» The problem
Reproduce all of the material, keeping each line intact.

» Dataset content

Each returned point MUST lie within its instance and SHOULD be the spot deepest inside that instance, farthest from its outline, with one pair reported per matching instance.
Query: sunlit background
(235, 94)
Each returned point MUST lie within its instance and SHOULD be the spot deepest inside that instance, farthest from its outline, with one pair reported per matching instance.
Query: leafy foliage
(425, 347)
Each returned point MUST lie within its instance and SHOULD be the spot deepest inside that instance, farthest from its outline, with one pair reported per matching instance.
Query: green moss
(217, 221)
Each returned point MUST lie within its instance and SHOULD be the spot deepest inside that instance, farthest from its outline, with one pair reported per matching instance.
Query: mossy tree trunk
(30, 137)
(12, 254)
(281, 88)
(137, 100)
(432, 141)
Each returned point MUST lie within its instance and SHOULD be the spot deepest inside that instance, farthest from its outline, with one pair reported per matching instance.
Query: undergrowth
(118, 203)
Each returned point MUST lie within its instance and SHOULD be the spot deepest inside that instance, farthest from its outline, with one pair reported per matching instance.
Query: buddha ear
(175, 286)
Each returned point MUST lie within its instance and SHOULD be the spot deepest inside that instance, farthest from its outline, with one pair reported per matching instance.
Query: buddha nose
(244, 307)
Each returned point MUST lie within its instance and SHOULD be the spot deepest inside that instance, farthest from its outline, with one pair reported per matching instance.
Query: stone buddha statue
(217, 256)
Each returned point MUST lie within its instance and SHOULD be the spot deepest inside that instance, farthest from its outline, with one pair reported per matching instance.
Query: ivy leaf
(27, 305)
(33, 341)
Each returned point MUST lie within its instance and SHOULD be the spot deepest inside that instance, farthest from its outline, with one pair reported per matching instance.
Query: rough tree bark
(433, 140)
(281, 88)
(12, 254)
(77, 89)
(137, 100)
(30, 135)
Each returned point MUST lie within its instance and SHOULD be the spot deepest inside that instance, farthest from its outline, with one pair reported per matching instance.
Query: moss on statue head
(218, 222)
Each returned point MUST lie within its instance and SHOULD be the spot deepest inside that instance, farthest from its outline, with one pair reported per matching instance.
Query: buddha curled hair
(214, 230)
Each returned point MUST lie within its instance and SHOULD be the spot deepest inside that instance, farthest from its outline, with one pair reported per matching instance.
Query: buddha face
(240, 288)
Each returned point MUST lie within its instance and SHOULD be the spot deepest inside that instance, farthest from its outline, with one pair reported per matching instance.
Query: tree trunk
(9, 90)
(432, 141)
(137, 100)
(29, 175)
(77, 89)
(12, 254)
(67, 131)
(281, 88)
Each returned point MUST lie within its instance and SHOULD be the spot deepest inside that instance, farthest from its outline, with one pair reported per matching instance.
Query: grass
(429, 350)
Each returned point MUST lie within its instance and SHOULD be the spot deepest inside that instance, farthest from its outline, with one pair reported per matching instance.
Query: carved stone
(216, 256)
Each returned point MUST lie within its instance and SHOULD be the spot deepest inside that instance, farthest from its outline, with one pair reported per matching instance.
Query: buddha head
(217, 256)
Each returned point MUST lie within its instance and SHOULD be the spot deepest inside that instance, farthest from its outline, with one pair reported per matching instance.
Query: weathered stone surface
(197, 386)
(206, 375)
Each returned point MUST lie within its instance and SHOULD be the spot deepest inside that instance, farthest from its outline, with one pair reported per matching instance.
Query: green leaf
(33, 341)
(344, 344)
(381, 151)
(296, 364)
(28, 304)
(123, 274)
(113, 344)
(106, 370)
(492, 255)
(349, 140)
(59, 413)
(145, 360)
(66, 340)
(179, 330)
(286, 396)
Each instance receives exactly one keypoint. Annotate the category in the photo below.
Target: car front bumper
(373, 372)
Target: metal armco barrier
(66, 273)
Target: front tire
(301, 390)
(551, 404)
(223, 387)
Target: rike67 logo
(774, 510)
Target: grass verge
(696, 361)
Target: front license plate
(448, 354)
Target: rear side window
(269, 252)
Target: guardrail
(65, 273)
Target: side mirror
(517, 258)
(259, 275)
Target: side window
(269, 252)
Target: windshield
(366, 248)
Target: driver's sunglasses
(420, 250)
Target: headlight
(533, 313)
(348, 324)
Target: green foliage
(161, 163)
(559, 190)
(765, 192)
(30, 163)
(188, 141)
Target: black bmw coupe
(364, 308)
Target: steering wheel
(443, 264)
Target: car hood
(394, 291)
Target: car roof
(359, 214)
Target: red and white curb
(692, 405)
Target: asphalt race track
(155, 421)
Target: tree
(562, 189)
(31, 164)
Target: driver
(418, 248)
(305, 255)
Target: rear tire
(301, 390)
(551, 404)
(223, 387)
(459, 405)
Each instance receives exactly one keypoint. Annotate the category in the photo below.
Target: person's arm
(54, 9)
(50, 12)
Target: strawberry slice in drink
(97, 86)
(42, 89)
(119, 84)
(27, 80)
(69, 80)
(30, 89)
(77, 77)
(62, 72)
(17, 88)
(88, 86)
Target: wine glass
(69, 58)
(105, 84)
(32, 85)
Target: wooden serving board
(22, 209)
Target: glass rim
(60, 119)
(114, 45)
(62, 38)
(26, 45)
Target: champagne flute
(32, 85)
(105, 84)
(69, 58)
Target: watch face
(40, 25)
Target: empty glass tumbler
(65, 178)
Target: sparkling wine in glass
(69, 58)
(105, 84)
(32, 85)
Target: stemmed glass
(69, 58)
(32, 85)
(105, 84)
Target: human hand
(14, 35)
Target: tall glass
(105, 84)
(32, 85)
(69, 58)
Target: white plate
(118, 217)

» Reply
Each returned point MUST lie within its instance and SHOULD be the spot deepest inside that instance, farthest from its outline, with one pair reported per matching instance.
Query: sunlit background
(235, 94)
Each returned point MUST lie within its instance and SHOULD be the spot deepest inside that instance, farthest from its outline, with one pair reported per matching instance.
Query: leafy foliage
(425, 347)
Each returned point MUST lie within its instance and SHOULD be the spot deepest inside that instance, farthest from its outline, with one pair reported per matching instance.
Query: green moss
(217, 221)
Each returned point MUST lie within its instance and SHOULD be the spot deepest inside that instance, farthest from its outline, with one pair reported per matching instance.
Query: mossy tree trunk
(30, 137)
(12, 254)
(281, 88)
(137, 100)
(432, 141)
Each returned point MUST lie within its instance and SHOULD be the spot deepest inside that instance, farthest from its outline, with one pair reported per matching instance.
Query: undergrowth
(118, 203)
Each returned point MUST lie within its instance and SHOULD be the spot deepest inside that instance, farthest from its outline, with one pair reported per matching instance.
Query: buddha ear
(175, 286)
Each returned point MUST lie within its instance and SHOULD be the spot deepest inside that instance, farthest from its outline, with one pair reported per matching instance.
Query: buddha nose
(244, 307)
Each returned point MUST lie within its instance and SHOULD be the spot deepest inside that instance, farthest from its outline, with one pair reported per matching instance.
Query: stone buddha statue
(217, 256)
Each returned point MUST lie within its instance and SHOULD be the spot deepest inside that instance, farthest from its outline, with one pair reported per matching instance.
Query: ivy leaf
(27, 305)
(33, 341)
Each returned point MUST lie within its instance and SHOULD be the spot deepest inside that instance, farthest from its outline, with one pair reported per matching instance.
Query: rough tree bark
(433, 140)
(281, 88)
(12, 254)
(77, 89)
(137, 100)
(30, 135)
Each returned point MUST lie within its instance and SHOULD be the spot deepest inside that instance, farthest from its outline, with one pair reported per matching instance.
Query: moss on statue head
(218, 222)
Each returned point MUST lie within its instance and SHOULD be the spot deepest inside that instance, farthest from its outline, with one pair reported per matching instance.
Query: buddha curled hair
(214, 230)
Each returned point MUST lie within its instance and SHOULD be the spot deepest inside that instance, farthest from its outline, with one pair reported per matching instance.
Query: buddha face
(240, 288)
Each returned point MUST lie within its instance and SHOULD be the spot deepest inside that instance, farthest from its outline, with one pair reported per matching instance.
Query: tree trunk
(9, 90)
(432, 141)
(137, 100)
(29, 175)
(77, 89)
(12, 254)
(67, 131)
(281, 88)
Each returned point MUST lie within its instance and SHOULD be the spot deepest inside that instance, farthest from its outline, with one pair reported per matching instance.
Query: grass
(429, 350)
Each returned point MUST lie within its instance and SHOULD be the spot deepest inside that instance, farthest from its outline, with one pair reported per matching instance.
Query: carved stone
(216, 256)
Each returned point MUST lie within its instance and SHOULD be the spot deepest inside that instance, farthest from its outline, with one pair reported per matching instance.
Query: buddha head
(217, 256)
Each returned point MUST lie within its instance and SHOULD be the spot deepest inside that instance, farthest from its outline, with one pair reported per matching instance.
Query: weathered stone surface
(197, 386)
(206, 375)
Each returned point MUST lie within its instance and SHOULD be the spot deepest inside that instance, farthest from its outline, with one pair reported per matching instance.
Query: green leaf
(33, 341)
(344, 344)
(381, 151)
(296, 364)
(28, 304)
(123, 274)
(113, 344)
(106, 370)
(492, 255)
(349, 140)
(59, 413)
(145, 360)
(66, 340)
(179, 330)
(286, 396)
Each instance receives exactly one keypoint. Annotate the category in the photo below.
Target: car front bumper
(373, 372)
Target: metal armco barrier
(66, 273)
Target: front tire
(301, 390)
(551, 404)
(223, 387)
Target: rike67 logo
(774, 510)
Target: grass verge
(696, 361)
Target: front license plate
(448, 354)
Target: rear side window
(269, 252)
Target: guardrail
(65, 273)
Target: side mirror
(517, 258)
(259, 275)
Target: side window
(269, 252)
Target: windshield
(366, 248)
Target: driver's sunglasses
(420, 250)
Target: headlight
(533, 313)
(348, 324)
Target: green foliage
(161, 163)
(559, 190)
(765, 192)
(30, 163)
(188, 141)
Target: black bmw coupe
(364, 308)
Target: steering wheel
(443, 264)
Target: car hood
(394, 291)
Target: car roof
(359, 214)
Target: red and white curb
(692, 405)
Target: asphalt race track
(155, 421)
Target: tree
(562, 189)
(31, 164)
Target: driver
(418, 248)
(305, 255)
Target: rear tire
(301, 390)
(551, 404)
(223, 387)
(459, 405)
Each instance receives exactly one keypoint. Annotate the category in the photo below.
Target: person's arm
(54, 9)
(50, 12)
Target: strawberry slice in drink
(97, 86)
(42, 89)
(119, 84)
(27, 80)
(69, 80)
(30, 89)
(77, 77)
(62, 72)
(17, 88)
(88, 86)
Target: wine glass
(69, 58)
(105, 84)
(32, 85)
Target: wooden serving board
(22, 209)
Target: glass rim
(60, 119)
(114, 45)
(62, 38)
(26, 45)
Target: champagne flute
(32, 85)
(105, 84)
(69, 58)
Target: watch face
(40, 25)
Target: empty glass tumbler
(65, 178)
Target: sparkling wine in glass
(69, 58)
(105, 84)
(32, 85)
Target: stemmed glass
(69, 58)
(32, 85)
(105, 84)
Target: human hand
(14, 35)
Target: tall glass
(105, 84)
(32, 85)
(69, 58)
Target: white plate
(118, 217)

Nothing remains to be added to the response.